EXERCISE TEXT -
“Growing up I didn’t have posters of female athletes, which wasn’t because I didn’t watch sports,” Morgan said. “I just didn’t know enough about female athletes to put them on my wall and idolize them.”
Female athletes can also be more interesting subjects than male athletes, in part because they have to be. Million dollar salaries, commonplace in men’s sports, are all but absent from women’s sports unless your name is Serena Williams. They have to fight for scraps of attention from the media.
“We don’t have $40 million saved up in the bank to live on for however long,” Morgan said. “We don’t have sponsorships for millions of dollars with one footwear company. As a female athlete, you have to be more than a female athlete.”
Robertson says TOGETHXR will be an “identity” brand, which she says will speak to the idea of young women as “multi-hyphenates.” “Alex is not just incredible soccer player but a mom, activist, business person and scholar,” she says.
Women’s sports, through no fault of the athletes, are also inherently political and politicized, much like women’s bodies. To Manuel, who spent much of the pandemic training for the upcoming Olympics in a backyard pool, all of the complicated ways in which women must navigate through sports and the world means they are “bursting at the seams to tell these stories.”
It might also mean they have more interesting stories to tell — Manuel wants to tell stories about Black hair, mental health, minorities in swimming and perhaps cooking — than male athletes who might begin focusing on a multimillion dollar career when they are 14 and begin media training at 16.
“Being a woman, you are told you are too much or not enough of any one thing, all the time, especially in sports,” Manuel said. “It is a consciousness that isn’t even ingrained, it is a byproduct. If we are talking literal financial opportunities, you have to dimensionalize yourself because there isn’t enough respect for women athletes and their athletic performance.”

PROBLEMS TO WORK ON -
- a) Reproduce the passage on female athletes word for word, between "It might also" and "training at 16.", inclusive.
- b) Summarize the passage on female athletes in two sentences.

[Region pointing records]
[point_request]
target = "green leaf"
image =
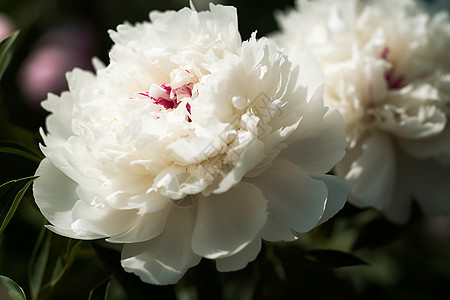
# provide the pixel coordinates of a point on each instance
(9, 290)
(17, 148)
(38, 262)
(100, 292)
(377, 233)
(51, 259)
(6, 53)
(11, 193)
(334, 258)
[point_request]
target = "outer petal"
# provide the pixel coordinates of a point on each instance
(56, 201)
(228, 222)
(371, 176)
(437, 146)
(321, 149)
(295, 200)
(337, 196)
(148, 226)
(164, 259)
(240, 259)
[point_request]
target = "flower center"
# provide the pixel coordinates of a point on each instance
(393, 82)
(171, 95)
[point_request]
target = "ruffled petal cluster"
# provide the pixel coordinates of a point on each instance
(190, 143)
(387, 69)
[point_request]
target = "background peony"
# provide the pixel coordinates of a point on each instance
(387, 69)
(190, 144)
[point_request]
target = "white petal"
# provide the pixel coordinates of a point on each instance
(251, 156)
(148, 226)
(89, 219)
(240, 259)
(295, 200)
(321, 149)
(228, 222)
(164, 259)
(437, 146)
(56, 201)
(337, 196)
(372, 175)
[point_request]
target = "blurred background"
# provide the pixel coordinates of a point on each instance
(370, 258)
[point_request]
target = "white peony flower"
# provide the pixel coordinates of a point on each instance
(387, 69)
(190, 144)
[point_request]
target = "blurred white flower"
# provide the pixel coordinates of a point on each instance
(387, 69)
(190, 144)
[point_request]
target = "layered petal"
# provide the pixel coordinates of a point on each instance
(226, 223)
(296, 201)
(164, 259)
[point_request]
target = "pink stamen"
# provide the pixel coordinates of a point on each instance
(384, 52)
(392, 82)
(169, 97)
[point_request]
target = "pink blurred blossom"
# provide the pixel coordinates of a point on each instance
(58, 51)
(6, 26)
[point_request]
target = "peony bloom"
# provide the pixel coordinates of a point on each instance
(190, 144)
(387, 69)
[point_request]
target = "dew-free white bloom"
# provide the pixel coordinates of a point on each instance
(387, 69)
(190, 144)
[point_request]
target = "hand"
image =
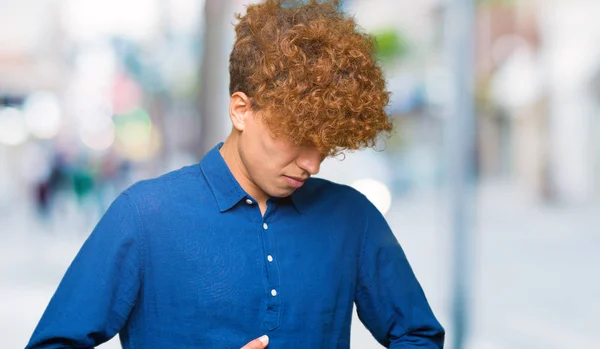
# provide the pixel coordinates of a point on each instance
(258, 343)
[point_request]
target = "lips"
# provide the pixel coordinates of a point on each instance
(299, 179)
(295, 182)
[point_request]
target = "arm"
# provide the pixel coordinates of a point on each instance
(98, 291)
(389, 299)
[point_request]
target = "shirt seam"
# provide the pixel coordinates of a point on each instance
(361, 257)
(140, 246)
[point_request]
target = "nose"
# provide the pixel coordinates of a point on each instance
(310, 160)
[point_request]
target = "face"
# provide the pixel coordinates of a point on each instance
(275, 166)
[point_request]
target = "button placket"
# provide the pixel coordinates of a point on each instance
(273, 303)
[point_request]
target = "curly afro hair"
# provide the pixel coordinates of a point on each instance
(314, 73)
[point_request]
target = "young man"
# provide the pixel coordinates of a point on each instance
(245, 244)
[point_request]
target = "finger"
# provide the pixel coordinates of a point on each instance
(258, 343)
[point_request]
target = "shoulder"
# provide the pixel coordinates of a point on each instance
(325, 192)
(155, 192)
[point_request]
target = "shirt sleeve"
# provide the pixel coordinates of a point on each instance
(99, 289)
(390, 301)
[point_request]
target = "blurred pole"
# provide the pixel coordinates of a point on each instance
(214, 74)
(460, 52)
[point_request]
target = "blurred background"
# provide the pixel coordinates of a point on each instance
(491, 181)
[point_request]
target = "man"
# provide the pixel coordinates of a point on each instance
(245, 244)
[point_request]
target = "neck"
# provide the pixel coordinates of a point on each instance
(229, 152)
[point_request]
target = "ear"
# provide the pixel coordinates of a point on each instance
(240, 109)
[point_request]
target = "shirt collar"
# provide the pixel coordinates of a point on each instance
(226, 189)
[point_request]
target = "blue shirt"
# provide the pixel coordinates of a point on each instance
(187, 260)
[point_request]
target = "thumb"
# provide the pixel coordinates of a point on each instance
(258, 343)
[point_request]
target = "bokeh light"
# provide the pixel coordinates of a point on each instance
(377, 192)
(42, 113)
(13, 129)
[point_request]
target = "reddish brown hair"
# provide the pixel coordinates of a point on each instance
(313, 72)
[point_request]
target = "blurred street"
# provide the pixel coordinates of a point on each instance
(536, 284)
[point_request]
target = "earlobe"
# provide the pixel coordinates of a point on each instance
(239, 107)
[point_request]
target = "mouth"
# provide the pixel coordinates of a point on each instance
(295, 182)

EXPECTED RESULTS -
- a)
It might also mean they have more interesting stories to tell — Manuel wants to tell stories about Black hair, mental health, minorities in swimming and perhaps cooking — than male athletes who might begin focusing on a multimillion dollar career when they are 14 and begin media training at 16.

- b) Female athletes rarely receive the million-dollar salaries and sponsorships common in men's sports and must fight for media attention, so, as Morgan puts it, they have to be more than athletes. Manuel says the complicated ways women navigate sports and the world leave them eager to tell stories on subjects such as Black hair, mental health and minorities in swimming.